* _STATED TASK_
In the excerpt about publishing eBooks, which retailer did the writer submit to after learning Kindle formatting?

* _DOCUMENT EXTRACT_
Bernard Cornwell’s Richard Sharpe series.
Hugh Howey’s Silo series.
Asimov’s Foundation series.
Grady Hendrix’s Horrorstor.
Bobby Adair’s Slow Burn series.
L. T. Ryan’s Affliction Z series.
How did you decide how to publish your books?
I had one finished book that I’d wanted to publish, and the eBook route seemed worth a shot. But I had no idea of what I was doing initially. I assumed there would be a vetting and editing process, that my submitted MS Word file (to an ePub platform) would be read and approved by a person, not a formatting bot. But of course the site software just converted my file, added the cover I’d included, and it went live a short time later. Maybe if I’d known what the odds were against success, and how literally nobody would read it for 2 years, I might have had second thoughts.
After a year I posted my three titles (by then) at two additional ePub retail platforms. But there was no change.
Six months later I cancelled all that, learned Kindle formatting, and submitted to Amazon. I immediately had a handful of downloads each month, which continued moderately increasing. Recently I started receiving a handful of reviews on my books, which temporarily resulted in a bump in downloads for each title. But that’s dropped off now, and I’m back where I started, with very few downloads per week. And that’s where I stand now. Promotion is clearly a work-in-progress.

* _STORED DATA_
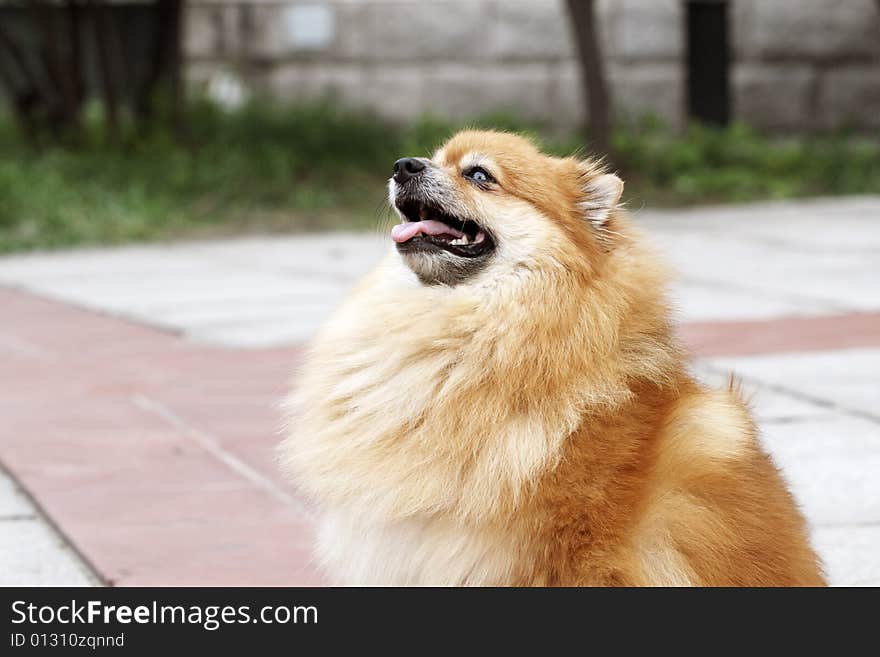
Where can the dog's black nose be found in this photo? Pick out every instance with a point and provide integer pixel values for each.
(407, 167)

---

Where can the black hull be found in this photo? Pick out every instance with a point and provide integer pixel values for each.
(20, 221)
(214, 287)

--

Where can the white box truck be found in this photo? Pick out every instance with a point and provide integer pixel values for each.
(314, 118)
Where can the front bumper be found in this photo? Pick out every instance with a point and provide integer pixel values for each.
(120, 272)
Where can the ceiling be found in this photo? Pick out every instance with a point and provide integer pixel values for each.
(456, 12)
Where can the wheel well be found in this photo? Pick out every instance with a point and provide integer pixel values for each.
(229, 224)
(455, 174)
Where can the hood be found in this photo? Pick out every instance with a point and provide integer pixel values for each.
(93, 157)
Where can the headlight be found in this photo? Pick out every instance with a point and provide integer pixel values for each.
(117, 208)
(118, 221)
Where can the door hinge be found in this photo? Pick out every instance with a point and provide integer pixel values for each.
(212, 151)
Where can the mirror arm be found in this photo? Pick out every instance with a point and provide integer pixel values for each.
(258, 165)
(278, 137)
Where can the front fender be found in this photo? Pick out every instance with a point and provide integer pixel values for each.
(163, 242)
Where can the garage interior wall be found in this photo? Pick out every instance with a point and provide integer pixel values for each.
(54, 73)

* _EXERCISE RESPONSE_
Amazon